**TEXT PASSAGE:**
--- START ---

Migration patterns also seem to play a role in the development of MS. Studies have shown that those who live in areas of the world with a high risk of MS and then move to an area with a low incidence before they turn fifteen years old have a lower risk of developing the disease. This data may suggest that exposure to some unknown environmental agent before puberty may predispose someone to develop MS at a later time.
Scientists periodically receive reports of “MS clusters.” The most infamous case took place in the Faeroe Islands north of Scotland in the years following the arrival of British troops during World War II. Despite years of study of this and other clusters, scientists have not been able to pinpoint a direct environmental factor.
Researchers believe that the cause of MS cannot be entirely environmental, because different racial groups living together do not have the same rates of incidence. Scotland reports one of the highest incidence rates of MS: one in every 500. The incidence rate in the United States is roughly one in every 700.
By most recent studies, it appears that women are two to three times more likely to develop MS than men. The ratio of women to men may be increasing, since studies several decades ago indicated that the ratio of women to men was about two to one.
Scientists are looking for possible reasons for the increase, including lifestyle choices and environmental triggers, but one interesting target of research is hormones. Young women tend to acquire autoimmune diseases at a higher rate than young men — perhaps because men's testosterone levels are high enough to prevent these diseases. Studies have also shown that women have fewer relapses during pregnancy, suggesting estrogen, progesterone, or other pregnancy-related hormones may play a stabilizing role in pregnant women.
Researchers are currently looking at estriol — a female sex hormone — to see what role it plays in decreasing the activity of MS during pregnancy. A study by UCLA neuroscientists showed that estriol in oral tablet form can decrease the size and number of brain lesions, and increase protective immune responses in patients with relapsing-remitting MS.
One of the top suspects for triggering MS is a viral agent, and yet, after years of research, one specific virus has not emerged as a proven trigger. Viruses seem like a good candidate because the immune response to viruses may cause demyelinating disease in humans and animals. Proteins of some viruses are similar to those of myelin, and some scientists theorize that this may cause confusion in the immune system, causing the immune cells to attack their own protein as well as that of the virus.
Scientists speculate that an infectious agent almost everyone has come in contact with may cause an abnormal reaction in the immune system in people who are already at risk of developing the disease. Some studies have suggested that many viruses such as measles, herpes, and the flu viruses may be associated with MS. To date, however, this belief has not been proven.
Here are the primary suspects:
Human Herpesvirus 6 (HHV-6)
Herpes virus 6 is a common virus that causes a condition in young children known as roseola. Some studies indicate that HHV-6 infection may play a role in MS.
Epstein-Barr Virus (EBV)
Evidence suggests an association between EBV, the cause of mononucleosis, and MS. Like HHV-6, EBV is an extremely common virus. Nearly all people have been exposed to EBV. Some researchers propose that people with MS have an atypical immune response to EBV, and this response may increase the risk of MS.
This atypical bacteria has been associated with persistent inflammation. A few studies have reported significantly higher rates of previous chlamydia infection in patients with MS than in individuals without MS. Other viruses that have been investigated include measles virus, adenovirus, and the retroviruses (HIV, HTLV-I, and HTLV-II), but none have emerged as having any definitive importance at this time.

--- END ---

**WHAT YOU SHOULD DO:** According to the passage on multiple sclerosis, why do viruses seem like a good candidate for triggering MS? Answer in one to three sentences.

**SOURCE MATERIAL:**
--- START ---

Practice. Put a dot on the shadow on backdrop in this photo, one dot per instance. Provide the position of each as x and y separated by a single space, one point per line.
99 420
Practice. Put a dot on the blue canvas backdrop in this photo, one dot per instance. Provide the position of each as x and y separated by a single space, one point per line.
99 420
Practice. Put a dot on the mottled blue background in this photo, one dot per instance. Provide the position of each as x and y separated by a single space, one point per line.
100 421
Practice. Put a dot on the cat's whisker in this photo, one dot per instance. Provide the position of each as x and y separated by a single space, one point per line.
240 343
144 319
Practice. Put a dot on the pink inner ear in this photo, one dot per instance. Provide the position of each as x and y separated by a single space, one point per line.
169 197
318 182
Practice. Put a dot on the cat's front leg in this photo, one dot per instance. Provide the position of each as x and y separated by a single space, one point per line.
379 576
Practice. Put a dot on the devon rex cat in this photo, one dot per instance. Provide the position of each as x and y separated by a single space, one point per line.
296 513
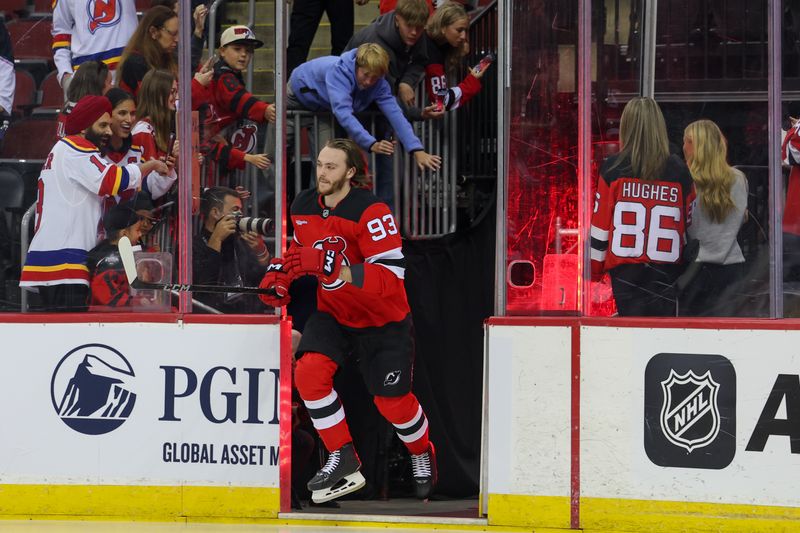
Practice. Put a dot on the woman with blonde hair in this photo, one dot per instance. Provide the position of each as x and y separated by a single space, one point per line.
641 211
720 212
156 123
447 45
151 47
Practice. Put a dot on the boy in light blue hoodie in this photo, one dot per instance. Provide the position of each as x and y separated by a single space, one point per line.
349 84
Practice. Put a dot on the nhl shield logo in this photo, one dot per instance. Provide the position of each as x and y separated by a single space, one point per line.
690 413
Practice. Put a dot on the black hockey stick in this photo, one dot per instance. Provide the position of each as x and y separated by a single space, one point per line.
129 264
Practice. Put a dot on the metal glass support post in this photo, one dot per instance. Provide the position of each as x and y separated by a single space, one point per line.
211 24
647 74
774 89
503 85
280 130
251 20
585 150
184 131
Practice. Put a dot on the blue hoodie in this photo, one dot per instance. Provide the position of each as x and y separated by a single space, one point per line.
329 84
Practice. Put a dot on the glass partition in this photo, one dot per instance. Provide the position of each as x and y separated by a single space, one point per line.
543 203
68 192
710 63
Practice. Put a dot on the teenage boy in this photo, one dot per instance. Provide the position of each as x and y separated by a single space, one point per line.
232 104
350 84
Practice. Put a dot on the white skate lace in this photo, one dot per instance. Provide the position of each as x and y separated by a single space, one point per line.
333 462
421 465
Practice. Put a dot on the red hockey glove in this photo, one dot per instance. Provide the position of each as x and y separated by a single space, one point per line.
304 260
276 278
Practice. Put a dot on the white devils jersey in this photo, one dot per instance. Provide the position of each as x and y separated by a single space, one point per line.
91 30
73 182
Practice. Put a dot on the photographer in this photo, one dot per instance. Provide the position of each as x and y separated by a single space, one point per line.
223 254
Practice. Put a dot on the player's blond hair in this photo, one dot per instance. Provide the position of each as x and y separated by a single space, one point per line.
372 58
713 176
414 12
643 139
354 158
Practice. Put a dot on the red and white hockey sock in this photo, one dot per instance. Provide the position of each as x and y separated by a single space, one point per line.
409 420
314 380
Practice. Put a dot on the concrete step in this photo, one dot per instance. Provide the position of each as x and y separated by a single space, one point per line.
265 12
266 33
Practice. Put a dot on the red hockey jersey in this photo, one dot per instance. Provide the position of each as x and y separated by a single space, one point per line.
637 221
363 230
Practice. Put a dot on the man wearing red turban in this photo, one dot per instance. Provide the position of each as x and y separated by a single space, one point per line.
74 180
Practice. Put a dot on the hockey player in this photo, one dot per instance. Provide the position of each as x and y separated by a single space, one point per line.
90 31
642 208
348 239
73 182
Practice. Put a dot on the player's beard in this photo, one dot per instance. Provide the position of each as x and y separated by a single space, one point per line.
98 139
333 187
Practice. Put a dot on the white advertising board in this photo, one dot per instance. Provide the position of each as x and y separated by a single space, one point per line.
140 404
529 410
698 415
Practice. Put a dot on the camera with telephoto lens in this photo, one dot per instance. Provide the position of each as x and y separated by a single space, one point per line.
260 225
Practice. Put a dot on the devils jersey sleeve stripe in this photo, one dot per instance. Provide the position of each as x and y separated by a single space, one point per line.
115 180
393 260
61 40
109 57
78 148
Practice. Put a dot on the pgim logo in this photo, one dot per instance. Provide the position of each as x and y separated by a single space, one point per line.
92 389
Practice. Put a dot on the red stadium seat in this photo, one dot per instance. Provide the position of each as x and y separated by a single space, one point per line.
29 140
52 94
14 5
25 92
43 6
31 39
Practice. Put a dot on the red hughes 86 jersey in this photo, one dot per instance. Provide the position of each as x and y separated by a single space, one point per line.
363 230
637 221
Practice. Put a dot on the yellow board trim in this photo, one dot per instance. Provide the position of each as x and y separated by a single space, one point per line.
529 511
138 502
648 515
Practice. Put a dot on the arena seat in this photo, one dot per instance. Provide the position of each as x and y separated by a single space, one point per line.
15 5
12 188
24 93
52 95
31 40
29 140
43 7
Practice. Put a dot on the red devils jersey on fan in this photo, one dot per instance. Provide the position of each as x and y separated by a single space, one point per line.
637 221
363 230
790 154
230 99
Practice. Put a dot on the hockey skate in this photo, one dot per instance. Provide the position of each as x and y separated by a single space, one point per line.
338 477
423 467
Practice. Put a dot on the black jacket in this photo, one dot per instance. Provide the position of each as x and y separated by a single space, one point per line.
234 265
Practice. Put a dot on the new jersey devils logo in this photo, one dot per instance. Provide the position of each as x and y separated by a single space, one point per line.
103 13
338 245
244 138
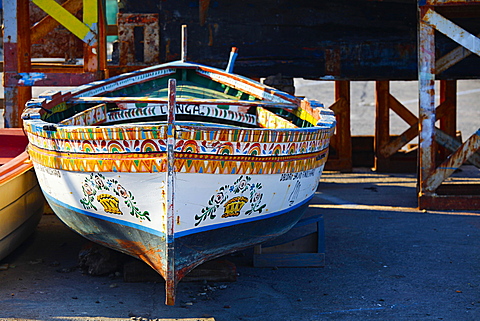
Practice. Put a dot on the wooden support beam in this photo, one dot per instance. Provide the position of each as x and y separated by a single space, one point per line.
16 58
341 142
382 123
451 30
460 156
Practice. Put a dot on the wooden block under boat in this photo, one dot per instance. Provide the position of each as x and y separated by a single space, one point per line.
213 271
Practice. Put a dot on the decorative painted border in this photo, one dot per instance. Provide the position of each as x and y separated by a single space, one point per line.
181 145
181 109
184 162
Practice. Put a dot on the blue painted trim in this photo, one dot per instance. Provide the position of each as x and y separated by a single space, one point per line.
105 218
237 222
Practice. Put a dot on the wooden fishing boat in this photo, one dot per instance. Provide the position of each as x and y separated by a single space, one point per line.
21 200
178 163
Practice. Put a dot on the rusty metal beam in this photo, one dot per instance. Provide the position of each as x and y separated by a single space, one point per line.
426 70
467 149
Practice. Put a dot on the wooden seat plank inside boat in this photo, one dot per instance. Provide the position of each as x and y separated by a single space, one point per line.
190 90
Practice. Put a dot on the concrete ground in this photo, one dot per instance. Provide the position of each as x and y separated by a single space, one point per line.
385 260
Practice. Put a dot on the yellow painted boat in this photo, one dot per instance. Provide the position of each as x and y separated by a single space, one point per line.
21 199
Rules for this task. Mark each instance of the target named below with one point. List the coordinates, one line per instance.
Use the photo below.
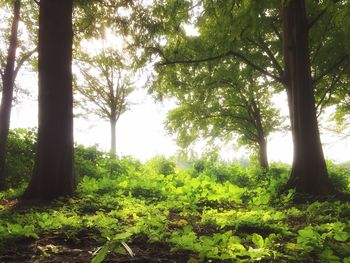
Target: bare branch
(262, 45)
(331, 68)
(22, 60)
(314, 21)
(235, 54)
(328, 91)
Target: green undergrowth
(213, 211)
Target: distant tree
(53, 169)
(297, 44)
(10, 64)
(220, 101)
(104, 83)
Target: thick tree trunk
(7, 93)
(113, 123)
(53, 170)
(309, 173)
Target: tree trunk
(7, 93)
(263, 161)
(309, 173)
(53, 170)
(113, 123)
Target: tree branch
(262, 45)
(329, 90)
(23, 59)
(314, 21)
(332, 67)
(227, 54)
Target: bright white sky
(141, 134)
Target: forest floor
(187, 216)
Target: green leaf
(101, 254)
(258, 240)
(341, 236)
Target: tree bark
(309, 173)
(113, 123)
(263, 161)
(7, 93)
(53, 170)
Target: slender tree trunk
(263, 161)
(53, 170)
(7, 93)
(262, 143)
(113, 123)
(309, 173)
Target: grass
(221, 213)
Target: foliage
(214, 211)
(20, 156)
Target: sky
(141, 133)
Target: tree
(105, 83)
(219, 101)
(11, 63)
(276, 44)
(7, 93)
(53, 169)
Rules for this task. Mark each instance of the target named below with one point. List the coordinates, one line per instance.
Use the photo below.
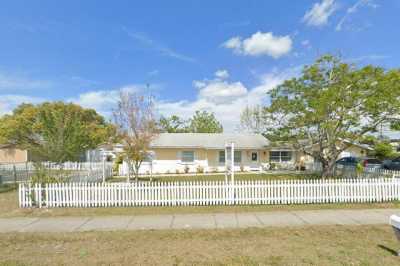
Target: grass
(317, 245)
(9, 208)
(220, 177)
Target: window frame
(219, 157)
(279, 157)
(183, 160)
(256, 153)
(234, 157)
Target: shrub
(272, 166)
(200, 169)
(213, 170)
(186, 169)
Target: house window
(221, 157)
(188, 156)
(280, 156)
(254, 156)
(237, 157)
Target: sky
(219, 56)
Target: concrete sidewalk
(198, 221)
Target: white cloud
(12, 81)
(158, 47)
(306, 43)
(261, 44)
(353, 9)
(9, 101)
(319, 14)
(222, 92)
(103, 101)
(222, 74)
(232, 98)
(226, 99)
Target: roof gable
(209, 140)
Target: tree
(330, 102)
(384, 150)
(251, 120)
(204, 122)
(55, 131)
(136, 128)
(173, 124)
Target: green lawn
(316, 245)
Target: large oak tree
(332, 105)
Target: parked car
(392, 164)
(371, 163)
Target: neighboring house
(10, 154)
(173, 152)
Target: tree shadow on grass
(392, 251)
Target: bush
(200, 169)
(186, 169)
(43, 175)
(213, 170)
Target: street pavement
(197, 221)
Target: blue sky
(213, 55)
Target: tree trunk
(328, 169)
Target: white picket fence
(68, 171)
(208, 193)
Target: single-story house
(204, 152)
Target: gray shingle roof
(209, 141)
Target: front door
(254, 157)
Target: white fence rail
(69, 171)
(208, 193)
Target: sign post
(230, 169)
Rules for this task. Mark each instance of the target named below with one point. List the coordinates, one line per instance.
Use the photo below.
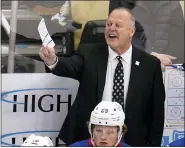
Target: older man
(115, 71)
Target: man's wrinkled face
(119, 29)
(105, 136)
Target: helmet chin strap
(119, 137)
(118, 141)
(92, 137)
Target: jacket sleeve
(156, 123)
(176, 41)
(69, 66)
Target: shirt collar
(126, 56)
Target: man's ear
(124, 129)
(132, 32)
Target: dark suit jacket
(145, 99)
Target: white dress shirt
(111, 66)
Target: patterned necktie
(118, 83)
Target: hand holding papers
(45, 37)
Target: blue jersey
(178, 143)
(87, 143)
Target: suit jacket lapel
(133, 76)
(102, 59)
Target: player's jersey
(87, 143)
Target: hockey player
(106, 126)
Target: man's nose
(112, 27)
(103, 136)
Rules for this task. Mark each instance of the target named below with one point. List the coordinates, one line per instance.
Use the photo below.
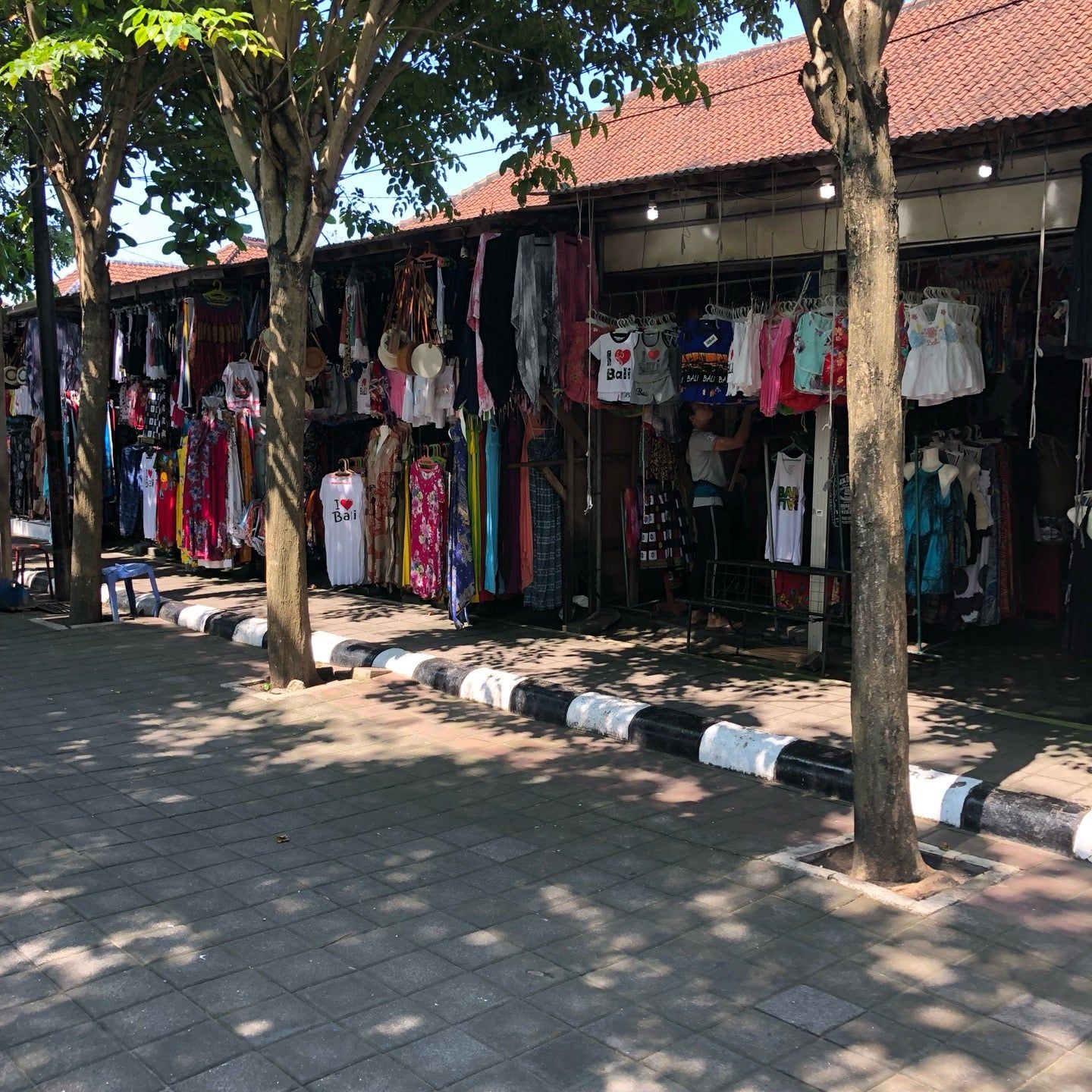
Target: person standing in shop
(712, 532)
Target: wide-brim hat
(315, 362)
(427, 360)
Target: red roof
(68, 284)
(953, 64)
(251, 248)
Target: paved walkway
(377, 888)
(947, 734)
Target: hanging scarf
(460, 550)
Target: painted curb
(961, 802)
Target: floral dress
(428, 526)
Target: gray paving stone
(153, 1019)
(249, 1072)
(233, 992)
(635, 1032)
(62, 1051)
(571, 1059)
(121, 1072)
(577, 1003)
(23, 1022)
(190, 1052)
(347, 995)
(272, 1019)
(811, 1009)
(700, 1064)
(318, 1052)
(833, 1068)
(306, 969)
(193, 968)
(473, 950)
(446, 1056)
(461, 998)
(1057, 1024)
(121, 990)
(414, 971)
(514, 1027)
(508, 1077)
(12, 1079)
(758, 1035)
(24, 987)
(374, 946)
(380, 1072)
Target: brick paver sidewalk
(376, 888)
(946, 734)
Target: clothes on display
(149, 488)
(343, 504)
(787, 505)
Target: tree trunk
(87, 484)
(885, 834)
(5, 570)
(290, 626)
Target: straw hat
(315, 362)
(427, 360)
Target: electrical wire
(784, 74)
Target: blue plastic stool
(126, 573)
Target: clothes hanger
(216, 294)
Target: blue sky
(152, 231)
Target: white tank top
(786, 511)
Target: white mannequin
(930, 462)
(1086, 508)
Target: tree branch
(364, 58)
(243, 146)
(396, 66)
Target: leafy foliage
(441, 71)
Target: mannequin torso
(930, 462)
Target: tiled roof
(232, 253)
(953, 64)
(68, 284)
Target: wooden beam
(555, 484)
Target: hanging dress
(461, 585)
(428, 526)
(544, 592)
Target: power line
(793, 72)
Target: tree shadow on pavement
(378, 887)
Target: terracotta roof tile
(68, 284)
(953, 64)
(232, 253)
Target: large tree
(108, 107)
(846, 82)
(397, 83)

--- END ---

**FINISHED EXERCISE:** Viruses seem like a good candidate because the immune response to viruses may cause demyelinating disease in humans and animals. Also, proteins of some viruses are similar to those of myelin. Some scientists theorize that this may confuse the immune system, so that immune cells attack their own protein as well as the virus's.